Problem description -> Everything in the listing below must be duplicated exactly.

Input data ->
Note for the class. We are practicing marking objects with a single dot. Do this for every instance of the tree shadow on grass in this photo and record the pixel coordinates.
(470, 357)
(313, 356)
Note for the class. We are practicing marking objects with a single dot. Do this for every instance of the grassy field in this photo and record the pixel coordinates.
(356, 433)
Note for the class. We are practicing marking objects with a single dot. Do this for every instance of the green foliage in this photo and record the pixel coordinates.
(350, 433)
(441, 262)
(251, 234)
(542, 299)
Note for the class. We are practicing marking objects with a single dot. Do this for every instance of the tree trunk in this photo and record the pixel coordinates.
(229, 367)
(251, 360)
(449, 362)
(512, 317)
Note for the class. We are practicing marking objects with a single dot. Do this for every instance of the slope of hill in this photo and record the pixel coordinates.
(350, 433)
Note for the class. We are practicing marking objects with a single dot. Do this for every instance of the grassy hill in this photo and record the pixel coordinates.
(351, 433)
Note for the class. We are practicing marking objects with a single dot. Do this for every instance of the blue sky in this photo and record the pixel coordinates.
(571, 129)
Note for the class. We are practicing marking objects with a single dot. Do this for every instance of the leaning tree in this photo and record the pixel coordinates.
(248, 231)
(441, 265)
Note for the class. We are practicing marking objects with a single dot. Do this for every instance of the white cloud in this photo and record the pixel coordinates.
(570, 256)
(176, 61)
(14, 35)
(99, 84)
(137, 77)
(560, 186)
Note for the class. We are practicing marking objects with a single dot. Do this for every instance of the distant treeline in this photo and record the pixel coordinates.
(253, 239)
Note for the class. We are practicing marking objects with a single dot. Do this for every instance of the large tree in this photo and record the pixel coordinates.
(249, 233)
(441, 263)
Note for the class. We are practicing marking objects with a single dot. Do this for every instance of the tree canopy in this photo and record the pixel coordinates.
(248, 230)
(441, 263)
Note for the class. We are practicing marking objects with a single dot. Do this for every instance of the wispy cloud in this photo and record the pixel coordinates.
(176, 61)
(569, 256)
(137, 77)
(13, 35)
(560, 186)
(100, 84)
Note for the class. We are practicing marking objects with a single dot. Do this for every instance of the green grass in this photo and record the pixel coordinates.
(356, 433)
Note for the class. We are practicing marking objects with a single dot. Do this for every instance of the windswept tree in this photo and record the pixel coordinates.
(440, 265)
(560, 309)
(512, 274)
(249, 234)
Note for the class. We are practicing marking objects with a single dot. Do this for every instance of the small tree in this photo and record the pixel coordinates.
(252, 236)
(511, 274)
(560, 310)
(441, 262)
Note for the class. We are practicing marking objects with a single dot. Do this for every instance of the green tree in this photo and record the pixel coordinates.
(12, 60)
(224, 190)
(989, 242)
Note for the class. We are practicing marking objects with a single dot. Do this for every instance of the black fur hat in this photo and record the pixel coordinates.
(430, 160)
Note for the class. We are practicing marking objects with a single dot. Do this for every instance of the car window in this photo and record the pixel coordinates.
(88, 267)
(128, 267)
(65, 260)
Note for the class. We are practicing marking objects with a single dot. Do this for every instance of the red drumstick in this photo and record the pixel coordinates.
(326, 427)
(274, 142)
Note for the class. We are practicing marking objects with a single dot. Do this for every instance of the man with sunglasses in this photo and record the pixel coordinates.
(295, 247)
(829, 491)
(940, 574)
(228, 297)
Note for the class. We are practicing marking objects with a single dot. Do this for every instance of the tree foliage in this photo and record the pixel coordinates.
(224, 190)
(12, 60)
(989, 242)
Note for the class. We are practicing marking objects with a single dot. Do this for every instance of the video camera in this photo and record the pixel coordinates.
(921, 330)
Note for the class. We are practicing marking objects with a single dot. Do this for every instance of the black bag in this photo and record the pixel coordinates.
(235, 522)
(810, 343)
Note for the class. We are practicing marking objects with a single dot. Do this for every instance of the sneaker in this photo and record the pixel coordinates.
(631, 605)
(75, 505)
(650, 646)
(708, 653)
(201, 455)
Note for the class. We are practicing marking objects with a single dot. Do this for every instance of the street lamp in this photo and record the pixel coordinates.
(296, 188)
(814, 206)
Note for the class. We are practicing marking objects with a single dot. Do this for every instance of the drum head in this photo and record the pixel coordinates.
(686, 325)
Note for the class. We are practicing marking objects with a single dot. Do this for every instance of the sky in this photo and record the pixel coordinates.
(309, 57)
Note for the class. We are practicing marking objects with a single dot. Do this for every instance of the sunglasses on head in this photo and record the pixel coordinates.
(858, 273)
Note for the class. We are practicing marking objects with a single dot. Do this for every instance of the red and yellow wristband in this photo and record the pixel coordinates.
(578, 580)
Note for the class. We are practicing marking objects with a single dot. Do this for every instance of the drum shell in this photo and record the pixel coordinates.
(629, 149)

Problem solution ->
Note for the class. We are practicing marking objects with a single dot. Do this for every instance of the tree shadow on grass in this photo and record the pixel coordinates.
(470, 357)
(313, 356)
Note for the class. We are practicing marking objects with a single dot. Do this for every instance of the grassy field in this photo and record the pixel coordinates.
(356, 433)
Note for the class. We are practicing marking objects with a single dot. Do this for every instance of the green foliage in this photo and record the pixel coordinates.
(350, 433)
(441, 262)
(251, 234)
(542, 299)
Note for the class. We are practicing marking objects with a single dot. Do this for every instance of the tree trunk in this photo and record the pixel coordinates.
(229, 367)
(251, 360)
(449, 362)
(512, 317)
Note for the class. We are practicing marking objects with a single dot. Do this for every instance of the slope of hill in this photo and record the pixel coordinates.
(350, 433)
Note for the class. We are practicing marking objects with a single dot. Do this for every instance of the grassy hill in this photo and record the pixel coordinates.
(351, 433)
Note for the class. We are practicing marking objects with a single dot. Do this for every instance of the blue sky in this photo and record the pixel coordinates.
(571, 129)
Note for the class. We are practicing marking objects with a single dot. Do this for every instance of the leaning tree in this photo and record the pixel coordinates.
(248, 231)
(441, 265)
Note for the class. We are practicing marking objects with a single dot. Do this for every instance of the white cloud in this photo and record the pixel coordinates.
(570, 256)
(176, 61)
(14, 35)
(99, 84)
(137, 77)
(560, 186)
Note for the class. We are practicing marking objects with a single dot. Do this for every instance of the distant treeline in this photo and record the pixel coordinates.
(253, 239)
Note for the class. We are practicing marking objects with a single dot. Do this for every instance of the large tree in this photo and record the pixel coordinates.
(249, 233)
(441, 263)
Note for the class. We are practicing marking objects with a single dot. Do this for every instance of the tree canopy in this photo and record the pixel coordinates.
(248, 230)
(441, 263)
Note for the class. We are practicing marking objects with a single dot. Do this for every instance of the wispy cloud in this photo and record the pixel coordinates.
(176, 61)
(569, 256)
(137, 77)
(13, 35)
(560, 186)
(100, 84)
Note for the class. We are practicing marking objects with a single dot. Do this for every instance of the green grass in this photo and record the pixel coordinates.
(356, 433)
Note for the class. We are practicing marking objects with a single dot. Do this for every instance of the windswept tree in this photo and record the pixel coordinates.
(440, 265)
(560, 309)
(512, 274)
(249, 234)
Note for the class. We are practicing marking objects with a single dot. Do this for every instance of the small tree in this photo and record the pixel coordinates.
(252, 236)
(511, 274)
(560, 310)
(441, 262)
Note for the class. We are practicing marking objects with a single dot. Do this for every instance of the green tree in this photo and record the pixel coordinates.
(12, 60)
(224, 190)
(989, 242)
Note for the class. We are practicing marking objects with a single dot. Do this for every instance of the black fur hat in this photo and record the pixel coordinates.
(430, 160)
Note for the class. We are practicing marking objects with a single dot. Do this for every instance of the car window in this photo and record the pixel coordinates.
(88, 267)
(128, 267)
(65, 260)
Note for the class. We are practicing marking objects with a single dot. Do this for every instance of the red drumstick in this photo and record the pixel coordinates.
(326, 427)
(274, 142)
Note for the class. We are practicing marking objects with a single dot. Do this for every instance of the man with sunglasses in this photo and record the pixel coordinates.
(295, 247)
(829, 491)
(940, 574)
(228, 297)
Note for the class. We are practicing marking objects with a single dot. Do this for every instance of the tree foliage in this photo and record the pixel coordinates.
(224, 190)
(12, 60)
(989, 242)
Note for the class. We are practicing marking objects with a single dot. Do this for every instance of the video camera in this photo and record the pixel coordinates.
(921, 330)
Note for the class. We are practicing marking objects with a single dot. Do this for every instance of the black bag in this photo and record the pixel coordinates.
(235, 522)
(810, 343)
Note for the class. We are practicing marking objects with a single dot. Do this for every instance of the sneaker in this photo and record the pixel coordinates.
(631, 605)
(75, 505)
(650, 646)
(708, 653)
(201, 455)
Note for the class. We are practicing marking objects with a single dot. Do this for every instance of the street lamp in this photo and record the pixel coordinates.
(296, 188)
(814, 206)
Note for the class. We are practicing marking objects with a single dot. Do this for every instance of the drum head in this photo and record the pixel coordinates.
(686, 325)
Note for the class. We are practicing marking objects with a single dot. Do this for every instance of the sky in this photo and record the pixel coordinates.
(309, 57)
Note for the class. We are practicing marking objects with a single dot. Do this for every instance of the sunglasses on head in this photo and record the pixel coordinates.
(858, 273)
Note for the class. We are practicing marking objects with a single dot. Do this for every instance of the red and yellow wristband in this photo and record the pixel coordinates.
(578, 580)
Note for the class. We are practicing marking objects with a single dot. Do this for every instance of the drum shell in this photo and record the pixel coordinates.
(629, 149)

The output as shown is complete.